▸ **Exercise objective**:
Please pick out every line in the material below that contains the word "lace" and copy each one. Case counts.

▸ **Input rows**:
+++++

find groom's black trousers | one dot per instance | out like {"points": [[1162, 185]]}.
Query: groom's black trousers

+++++

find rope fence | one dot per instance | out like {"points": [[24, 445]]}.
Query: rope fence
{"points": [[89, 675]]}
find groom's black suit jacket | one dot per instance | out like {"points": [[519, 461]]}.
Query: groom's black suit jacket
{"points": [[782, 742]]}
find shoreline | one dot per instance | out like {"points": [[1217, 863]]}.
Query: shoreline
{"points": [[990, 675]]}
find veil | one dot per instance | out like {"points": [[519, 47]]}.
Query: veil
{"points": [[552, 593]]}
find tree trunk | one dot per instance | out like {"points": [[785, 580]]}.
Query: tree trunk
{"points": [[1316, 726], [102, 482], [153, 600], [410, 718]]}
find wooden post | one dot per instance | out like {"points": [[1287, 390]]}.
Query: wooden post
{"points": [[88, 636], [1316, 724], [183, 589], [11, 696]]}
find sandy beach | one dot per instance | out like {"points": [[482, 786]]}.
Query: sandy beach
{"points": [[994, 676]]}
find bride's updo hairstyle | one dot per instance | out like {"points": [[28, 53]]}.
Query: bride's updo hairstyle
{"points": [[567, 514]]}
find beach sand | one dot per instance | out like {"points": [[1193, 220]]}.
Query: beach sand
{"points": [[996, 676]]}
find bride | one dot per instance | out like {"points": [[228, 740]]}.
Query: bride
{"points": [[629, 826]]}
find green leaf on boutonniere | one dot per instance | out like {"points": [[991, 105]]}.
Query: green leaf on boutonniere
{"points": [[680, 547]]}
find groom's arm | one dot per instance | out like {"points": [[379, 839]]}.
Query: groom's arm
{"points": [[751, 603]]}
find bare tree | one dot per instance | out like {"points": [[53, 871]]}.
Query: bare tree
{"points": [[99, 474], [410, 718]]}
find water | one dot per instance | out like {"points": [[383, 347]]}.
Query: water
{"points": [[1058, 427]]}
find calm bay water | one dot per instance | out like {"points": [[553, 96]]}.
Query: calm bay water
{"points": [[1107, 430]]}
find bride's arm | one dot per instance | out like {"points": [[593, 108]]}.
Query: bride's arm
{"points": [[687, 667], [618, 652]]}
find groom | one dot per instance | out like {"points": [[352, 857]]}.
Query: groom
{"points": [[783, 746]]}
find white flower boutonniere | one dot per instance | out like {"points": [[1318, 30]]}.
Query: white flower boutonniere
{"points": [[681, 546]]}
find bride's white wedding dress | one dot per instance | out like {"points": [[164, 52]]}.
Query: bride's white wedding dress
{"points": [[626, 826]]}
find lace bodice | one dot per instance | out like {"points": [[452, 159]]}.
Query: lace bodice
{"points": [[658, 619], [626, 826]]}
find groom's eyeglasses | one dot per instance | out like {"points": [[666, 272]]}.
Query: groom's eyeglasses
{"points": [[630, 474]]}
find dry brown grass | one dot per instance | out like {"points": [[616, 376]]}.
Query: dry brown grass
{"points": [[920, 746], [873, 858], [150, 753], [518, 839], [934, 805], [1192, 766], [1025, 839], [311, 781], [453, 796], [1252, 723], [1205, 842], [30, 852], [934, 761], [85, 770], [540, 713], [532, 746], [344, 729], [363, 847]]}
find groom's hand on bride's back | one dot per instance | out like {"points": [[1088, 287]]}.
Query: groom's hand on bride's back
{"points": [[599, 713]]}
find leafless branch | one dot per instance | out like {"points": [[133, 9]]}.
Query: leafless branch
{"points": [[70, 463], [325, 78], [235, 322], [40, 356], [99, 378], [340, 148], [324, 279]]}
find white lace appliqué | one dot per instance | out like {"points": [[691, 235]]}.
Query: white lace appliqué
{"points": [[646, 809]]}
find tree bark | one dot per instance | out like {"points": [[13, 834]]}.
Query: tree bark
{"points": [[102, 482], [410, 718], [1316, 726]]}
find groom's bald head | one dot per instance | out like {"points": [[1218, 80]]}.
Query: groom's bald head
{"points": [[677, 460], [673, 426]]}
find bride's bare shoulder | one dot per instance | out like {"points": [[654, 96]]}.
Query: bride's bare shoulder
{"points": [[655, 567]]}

+++++

▸ **Solution**:
find lace bodice | one dot per instance | out like {"points": [[452, 159]]}.
Query: lace bodice
find white lace appliqué | one dot per instance | out like {"points": [[691, 235]]}.
Query: white lace appliqué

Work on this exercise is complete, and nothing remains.